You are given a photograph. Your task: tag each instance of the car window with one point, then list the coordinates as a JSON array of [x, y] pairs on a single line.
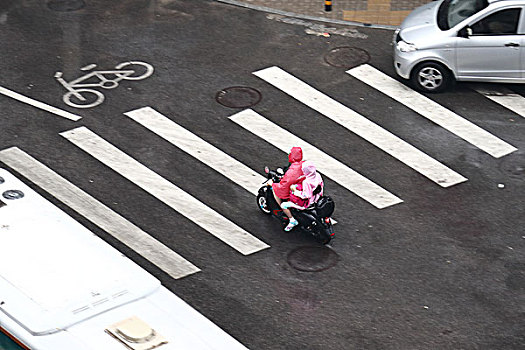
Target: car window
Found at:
[[452, 12], [499, 23]]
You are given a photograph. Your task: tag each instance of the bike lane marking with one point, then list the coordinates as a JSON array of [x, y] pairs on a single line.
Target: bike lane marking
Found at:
[[98, 213], [39, 104], [504, 97], [198, 148], [433, 111], [334, 169], [361, 126], [165, 191]]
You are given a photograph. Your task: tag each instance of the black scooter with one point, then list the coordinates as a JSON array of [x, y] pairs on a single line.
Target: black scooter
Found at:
[[314, 220]]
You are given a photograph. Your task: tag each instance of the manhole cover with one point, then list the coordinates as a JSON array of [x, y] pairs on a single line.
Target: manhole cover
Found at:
[[346, 57], [13, 194], [513, 168], [312, 259], [65, 5], [238, 97]]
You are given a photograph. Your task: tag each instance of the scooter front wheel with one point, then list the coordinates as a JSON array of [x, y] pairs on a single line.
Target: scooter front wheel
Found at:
[[262, 203]]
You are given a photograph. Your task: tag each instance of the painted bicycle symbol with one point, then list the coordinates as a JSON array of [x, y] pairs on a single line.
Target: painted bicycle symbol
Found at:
[[81, 93]]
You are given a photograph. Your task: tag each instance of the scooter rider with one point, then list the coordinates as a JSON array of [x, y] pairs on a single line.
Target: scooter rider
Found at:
[[294, 174], [309, 191]]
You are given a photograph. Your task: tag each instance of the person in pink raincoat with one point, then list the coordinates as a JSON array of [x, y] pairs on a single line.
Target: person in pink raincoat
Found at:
[[305, 193], [281, 190]]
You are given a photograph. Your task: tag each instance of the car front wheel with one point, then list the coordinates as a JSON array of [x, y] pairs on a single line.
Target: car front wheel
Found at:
[[430, 77]]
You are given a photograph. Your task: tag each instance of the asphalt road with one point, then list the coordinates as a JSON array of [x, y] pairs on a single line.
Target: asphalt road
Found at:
[[445, 269]]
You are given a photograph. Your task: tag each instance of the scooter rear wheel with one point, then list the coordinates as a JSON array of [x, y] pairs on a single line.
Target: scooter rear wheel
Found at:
[[324, 237], [262, 203]]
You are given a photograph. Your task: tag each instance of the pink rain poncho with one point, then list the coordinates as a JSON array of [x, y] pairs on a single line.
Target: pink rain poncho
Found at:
[[303, 195]]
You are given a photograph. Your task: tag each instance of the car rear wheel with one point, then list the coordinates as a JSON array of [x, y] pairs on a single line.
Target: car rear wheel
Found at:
[[430, 77]]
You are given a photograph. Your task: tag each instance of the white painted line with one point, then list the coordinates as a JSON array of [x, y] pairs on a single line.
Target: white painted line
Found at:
[[337, 171], [198, 148], [505, 97], [156, 185], [361, 126], [39, 104], [433, 111], [99, 214]]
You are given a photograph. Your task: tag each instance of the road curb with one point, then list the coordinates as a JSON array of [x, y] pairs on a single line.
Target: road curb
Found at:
[[307, 17]]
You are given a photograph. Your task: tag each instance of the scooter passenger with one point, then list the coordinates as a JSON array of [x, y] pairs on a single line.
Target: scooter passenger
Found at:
[[281, 189], [309, 191]]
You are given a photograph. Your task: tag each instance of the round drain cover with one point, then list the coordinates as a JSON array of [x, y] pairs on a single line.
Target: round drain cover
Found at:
[[238, 97], [346, 57], [65, 5], [312, 259], [13, 194]]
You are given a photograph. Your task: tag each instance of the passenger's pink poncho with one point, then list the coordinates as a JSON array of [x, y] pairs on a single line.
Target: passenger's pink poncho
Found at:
[[304, 195]]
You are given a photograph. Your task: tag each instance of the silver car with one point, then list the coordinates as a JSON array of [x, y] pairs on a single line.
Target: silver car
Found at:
[[464, 40]]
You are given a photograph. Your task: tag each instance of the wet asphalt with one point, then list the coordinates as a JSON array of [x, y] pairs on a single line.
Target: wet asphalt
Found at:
[[443, 270]]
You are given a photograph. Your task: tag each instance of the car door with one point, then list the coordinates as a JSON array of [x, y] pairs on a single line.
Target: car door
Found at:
[[492, 48]]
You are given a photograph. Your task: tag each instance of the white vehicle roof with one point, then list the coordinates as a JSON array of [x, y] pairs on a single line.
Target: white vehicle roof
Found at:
[[53, 271], [62, 287]]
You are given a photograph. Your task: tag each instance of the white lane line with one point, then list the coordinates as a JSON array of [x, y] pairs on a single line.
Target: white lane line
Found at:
[[505, 97], [176, 198], [39, 104], [198, 148], [337, 171], [433, 111], [99, 214], [361, 126]]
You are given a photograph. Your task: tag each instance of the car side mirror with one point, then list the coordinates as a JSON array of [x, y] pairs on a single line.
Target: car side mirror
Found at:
[[465, 32]]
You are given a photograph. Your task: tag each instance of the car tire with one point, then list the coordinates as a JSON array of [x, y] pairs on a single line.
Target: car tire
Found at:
[[430, 77]]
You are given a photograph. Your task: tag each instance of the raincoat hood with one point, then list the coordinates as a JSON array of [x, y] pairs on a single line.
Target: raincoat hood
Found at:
[[296, 155]]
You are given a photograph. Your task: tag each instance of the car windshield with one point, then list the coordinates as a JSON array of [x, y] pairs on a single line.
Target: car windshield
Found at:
[[451, 12]]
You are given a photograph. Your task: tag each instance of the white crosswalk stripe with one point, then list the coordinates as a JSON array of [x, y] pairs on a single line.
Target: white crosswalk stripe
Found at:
[[198, 148], [361, 126], [167, 192], [99, 214], [505, 97], [337, 171], [433, 111]]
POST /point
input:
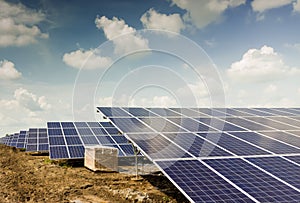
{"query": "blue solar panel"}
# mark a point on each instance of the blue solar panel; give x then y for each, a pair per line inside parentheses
(190, 124)
(93, 124)
(75, 140)
(232, 144)
(220, 124)
(53, 125)
(196, 145)
(30, 147)
(99, 131)
(67, 125)
(128, 149)
(254, 112)
(106, 124)
(54, 132)
(275, 112)
(200, 183)
(112, 131)
(272, 123)
(287, 120)
(113, 112)
(84, 131)
(281, 168)
(81, 124)
(266, 143)
(104, 140)
(131, 125)
(76, 151)
(70, 131)
(163, 112)
(56, 141)
(285, 137)
(58, 152)
(247, 124)
(43, 147)
(294, 158)
(188, 112)
(120, 139)
(162, 125)
(157, 147)
(211, 112)
(255, 182)
(140, 112)
(89, 140)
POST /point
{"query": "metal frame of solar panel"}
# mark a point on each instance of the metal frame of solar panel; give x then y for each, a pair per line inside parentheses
(219, 154)
(37, 140)
(67, 140)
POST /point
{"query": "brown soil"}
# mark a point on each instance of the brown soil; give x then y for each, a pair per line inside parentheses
(27, 178)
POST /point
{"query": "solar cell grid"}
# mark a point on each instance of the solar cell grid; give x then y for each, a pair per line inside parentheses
(294, 158)
(254, 112)
(81, 124)
(285, 137)
(113, 112)
(129, 125)
(200, 183)
(271, 123)
(99, 131)
(220, 124)
(67, 125)
(266, 143)
(281, 168)
(287, 120)
(93, 124)
(247, 124)
(232, 144)
(157, 147)
(163, 112)
(275, 112)
(189, 112)
(191, 124)
(196, 145)
(258, 184)
(53, 125)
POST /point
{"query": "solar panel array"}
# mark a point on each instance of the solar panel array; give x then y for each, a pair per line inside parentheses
(220, 155)
(67, 140)
(37, 140)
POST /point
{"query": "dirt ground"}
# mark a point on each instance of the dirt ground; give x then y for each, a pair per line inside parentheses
(28, 178)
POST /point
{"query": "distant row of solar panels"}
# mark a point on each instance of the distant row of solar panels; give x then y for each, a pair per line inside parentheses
(67, 140)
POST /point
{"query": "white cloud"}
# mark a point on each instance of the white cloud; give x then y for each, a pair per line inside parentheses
(154, 20)
(124, 37)
(18, 25)
(156, 101)
(262, 5)
(204, 12)
(296, 6)
(86, 59)
(270, 89)
(8, 71)
(30, 101)
(258, 65)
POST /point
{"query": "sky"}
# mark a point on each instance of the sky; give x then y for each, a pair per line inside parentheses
(60, 59)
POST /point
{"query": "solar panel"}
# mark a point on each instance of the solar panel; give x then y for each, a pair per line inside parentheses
(73, 137)
(254, 181)
(267, 143)
(220, 155)
(281, 168)
(37, 140)
(199, 183)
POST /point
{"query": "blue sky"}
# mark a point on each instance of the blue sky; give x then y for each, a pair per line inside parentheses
(59, 59)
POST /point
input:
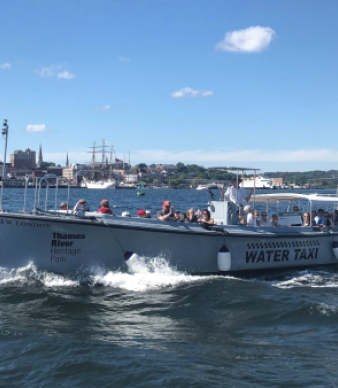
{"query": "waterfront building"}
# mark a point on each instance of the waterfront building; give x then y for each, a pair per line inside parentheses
(23, 159)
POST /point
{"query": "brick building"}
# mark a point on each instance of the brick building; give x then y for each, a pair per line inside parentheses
(23, 159)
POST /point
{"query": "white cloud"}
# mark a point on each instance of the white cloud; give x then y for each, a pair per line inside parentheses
(191, 93)
(105, 107)
(66, 75)
(124, 59)
(36, 128)
(45, 72)
(250, 40)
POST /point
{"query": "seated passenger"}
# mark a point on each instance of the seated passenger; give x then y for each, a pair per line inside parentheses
(105, 207)
(249, 216)
(179, 216)
(328, 221)
(335, 217)
(264, 221)
(190, 216)
(82, 205)
(167, 212)
(257, 221)
(306, 219)
(64, 206)
(206, 217)
(274, 220)
(141, 214)
(320, 220)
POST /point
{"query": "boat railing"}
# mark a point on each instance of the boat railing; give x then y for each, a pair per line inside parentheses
(39, 187)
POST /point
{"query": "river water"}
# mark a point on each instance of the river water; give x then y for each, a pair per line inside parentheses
(160, 327)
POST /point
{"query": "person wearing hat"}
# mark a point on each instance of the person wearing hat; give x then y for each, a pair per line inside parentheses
(82, 205)
(105, 207)
(64, 206)
(141, 213)
(235, 193)
(167, 213)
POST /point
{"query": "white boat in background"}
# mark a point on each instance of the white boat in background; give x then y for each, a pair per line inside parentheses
(260, 182)
(101, 184)
(201, 187)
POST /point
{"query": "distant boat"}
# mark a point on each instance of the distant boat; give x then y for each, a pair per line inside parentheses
(140, 190)
(101, 184)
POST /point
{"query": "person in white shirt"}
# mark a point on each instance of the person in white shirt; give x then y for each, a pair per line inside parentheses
(235, 193)
(265, 221)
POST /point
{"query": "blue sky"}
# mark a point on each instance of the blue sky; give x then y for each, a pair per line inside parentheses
(207, 82)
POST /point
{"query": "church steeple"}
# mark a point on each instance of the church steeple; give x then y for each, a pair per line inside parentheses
(40, 158)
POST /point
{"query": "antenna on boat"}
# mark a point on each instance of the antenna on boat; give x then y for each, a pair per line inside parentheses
(4, 133)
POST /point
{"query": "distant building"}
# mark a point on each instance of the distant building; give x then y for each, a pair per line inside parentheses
(23, 159)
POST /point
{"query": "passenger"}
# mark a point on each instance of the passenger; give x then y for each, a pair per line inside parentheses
(105, 207)
(249, 216)
(274, 220)
(257, 220)
(328, 220)
(335, 217)
(141, 213)
(235, 193)
(306, 219)
(206, 217)
(179, 216)
(64, 206)
(82, 205)
(264, 221)
(320, 220)
(191, 217)
(167, 212)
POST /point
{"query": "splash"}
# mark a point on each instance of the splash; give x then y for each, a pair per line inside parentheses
(315, 279)
(146, 275)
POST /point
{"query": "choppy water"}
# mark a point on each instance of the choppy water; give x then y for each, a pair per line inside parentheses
(160, 327)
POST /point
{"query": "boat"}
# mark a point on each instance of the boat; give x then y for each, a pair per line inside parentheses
(259, 182)
(140, 191)
(64, 241)
(100, 184)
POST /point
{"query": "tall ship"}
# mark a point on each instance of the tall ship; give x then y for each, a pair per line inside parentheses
(100, 176)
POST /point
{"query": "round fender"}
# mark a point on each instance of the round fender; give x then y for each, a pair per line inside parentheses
(335, 249)
(224, 259)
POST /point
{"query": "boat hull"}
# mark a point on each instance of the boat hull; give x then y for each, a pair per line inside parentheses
(65, 245)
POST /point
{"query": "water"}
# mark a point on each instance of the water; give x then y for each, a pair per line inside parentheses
(160, 327)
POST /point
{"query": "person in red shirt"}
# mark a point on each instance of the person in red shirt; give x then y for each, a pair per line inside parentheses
(105, 207)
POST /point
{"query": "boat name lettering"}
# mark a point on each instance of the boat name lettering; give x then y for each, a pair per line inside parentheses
(61, 250)
(62, 236)
(277, 255)
(24, 223)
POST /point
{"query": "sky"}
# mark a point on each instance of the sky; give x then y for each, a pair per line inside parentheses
(212, 82)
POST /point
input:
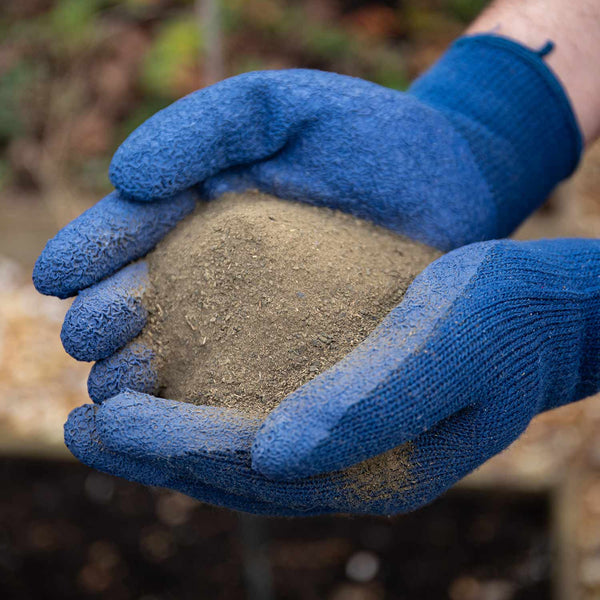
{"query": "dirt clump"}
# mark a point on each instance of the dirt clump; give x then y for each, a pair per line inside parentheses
(252, 296)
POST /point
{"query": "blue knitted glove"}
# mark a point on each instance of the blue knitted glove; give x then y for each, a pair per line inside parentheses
(466, 155)
(487, 337)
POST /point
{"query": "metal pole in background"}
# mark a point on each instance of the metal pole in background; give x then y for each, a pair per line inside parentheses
(208, 15)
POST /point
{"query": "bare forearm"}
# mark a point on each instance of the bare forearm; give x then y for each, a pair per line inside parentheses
(574, 27)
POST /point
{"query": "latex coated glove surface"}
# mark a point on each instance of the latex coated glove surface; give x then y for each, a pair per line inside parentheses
(474, 147)
(429, 164)
(487, 337)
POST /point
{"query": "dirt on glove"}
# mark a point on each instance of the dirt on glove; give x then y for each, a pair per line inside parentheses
(252, 296)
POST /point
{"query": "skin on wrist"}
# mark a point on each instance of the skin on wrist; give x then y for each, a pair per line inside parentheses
(574, 27)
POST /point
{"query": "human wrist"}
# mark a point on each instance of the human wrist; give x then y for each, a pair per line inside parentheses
(512, 110)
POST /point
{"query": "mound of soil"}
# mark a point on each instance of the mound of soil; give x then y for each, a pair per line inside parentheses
(252, 296)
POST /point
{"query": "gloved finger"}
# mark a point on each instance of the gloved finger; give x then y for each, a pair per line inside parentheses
(397, 481)
(112, 233)
(134, 367)
(214, 444)
(402, 380)
(236, 121)
(82, 440)
(107, 315)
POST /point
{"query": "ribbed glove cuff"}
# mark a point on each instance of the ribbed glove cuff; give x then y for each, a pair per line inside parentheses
(515, 115)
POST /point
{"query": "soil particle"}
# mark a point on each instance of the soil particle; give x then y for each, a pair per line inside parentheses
(252, 296)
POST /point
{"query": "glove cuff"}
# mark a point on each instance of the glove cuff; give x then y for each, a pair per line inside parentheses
(515, 115)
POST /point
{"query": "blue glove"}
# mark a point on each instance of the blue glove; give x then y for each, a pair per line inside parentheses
(466, 155)
(473, 148)
(487, 337)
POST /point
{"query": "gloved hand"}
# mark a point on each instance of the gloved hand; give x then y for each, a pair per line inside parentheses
(472, 149)
(487, 337)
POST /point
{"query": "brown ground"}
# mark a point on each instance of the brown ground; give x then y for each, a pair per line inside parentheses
(253, 296)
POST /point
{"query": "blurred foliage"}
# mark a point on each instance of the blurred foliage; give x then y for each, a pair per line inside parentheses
(76, 76)
(174, 50)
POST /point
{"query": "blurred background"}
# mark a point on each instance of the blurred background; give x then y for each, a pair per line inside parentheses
(76, 76)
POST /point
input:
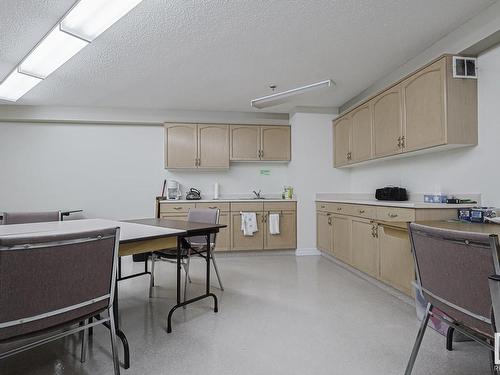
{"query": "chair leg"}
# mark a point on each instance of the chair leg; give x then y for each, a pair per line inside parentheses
(186, 269)
(152, 278)
(114, 349)
(216, 269)
(85, 339)
(418, 340)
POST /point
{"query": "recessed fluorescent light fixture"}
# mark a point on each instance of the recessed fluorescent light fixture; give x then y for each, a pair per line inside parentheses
(90, 18)
(282, 97)
(84, 22)
(52, 52)
(16, 85)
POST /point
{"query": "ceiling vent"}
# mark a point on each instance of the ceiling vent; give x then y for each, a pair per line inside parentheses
(464, 67)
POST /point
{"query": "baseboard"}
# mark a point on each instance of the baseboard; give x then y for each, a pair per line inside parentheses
(307, 251)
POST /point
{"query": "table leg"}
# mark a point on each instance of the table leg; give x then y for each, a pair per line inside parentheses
(207, 291)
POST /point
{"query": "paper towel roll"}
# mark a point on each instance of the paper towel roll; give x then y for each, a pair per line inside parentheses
(216, 190)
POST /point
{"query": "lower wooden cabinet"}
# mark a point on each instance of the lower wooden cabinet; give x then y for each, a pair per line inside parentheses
(396, 261)
(287, 238)
(324, 231)
(365, 249)
(342, 237)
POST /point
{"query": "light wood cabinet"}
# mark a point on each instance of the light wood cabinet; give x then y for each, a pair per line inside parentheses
(324, 231)
(275, 143)
(342, 237)
(424, 107)
(287, 237)
(396, 262)
(213, 146)
(361, 134)
(189, 146)
(245, 142)
(428, 110)
(254, 142)
(365, 252)
(342, 141)
(241, 242)
(387, 124)
(181, 146)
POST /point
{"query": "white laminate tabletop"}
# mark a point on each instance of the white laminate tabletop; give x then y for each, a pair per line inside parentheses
(128, 231)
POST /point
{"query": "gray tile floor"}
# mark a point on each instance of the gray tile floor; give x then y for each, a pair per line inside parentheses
(280, 314)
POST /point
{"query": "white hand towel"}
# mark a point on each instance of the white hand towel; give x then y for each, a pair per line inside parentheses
(249, 223)
(274, 223)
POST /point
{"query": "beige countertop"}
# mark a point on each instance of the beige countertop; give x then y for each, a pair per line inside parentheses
(228, 200)
(403, 204)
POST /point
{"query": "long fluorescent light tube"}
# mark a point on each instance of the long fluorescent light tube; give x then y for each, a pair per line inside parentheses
(16, 85)
(52, 52)
(281, 97)
(90, 18)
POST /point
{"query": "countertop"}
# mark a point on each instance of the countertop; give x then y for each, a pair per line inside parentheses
(403, 204)
(228, 200)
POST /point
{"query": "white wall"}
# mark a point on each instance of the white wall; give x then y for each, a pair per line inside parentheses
(470, 170)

•••

- TO DO
List every line of the listing above that contains the string "particle", matching case exactly.

- ANSWER TO THIS PROBLEM
{"query": "soil particle"}
# mark a point on each instance of the soil particle; give x then y for each, a pair per line inside parentheses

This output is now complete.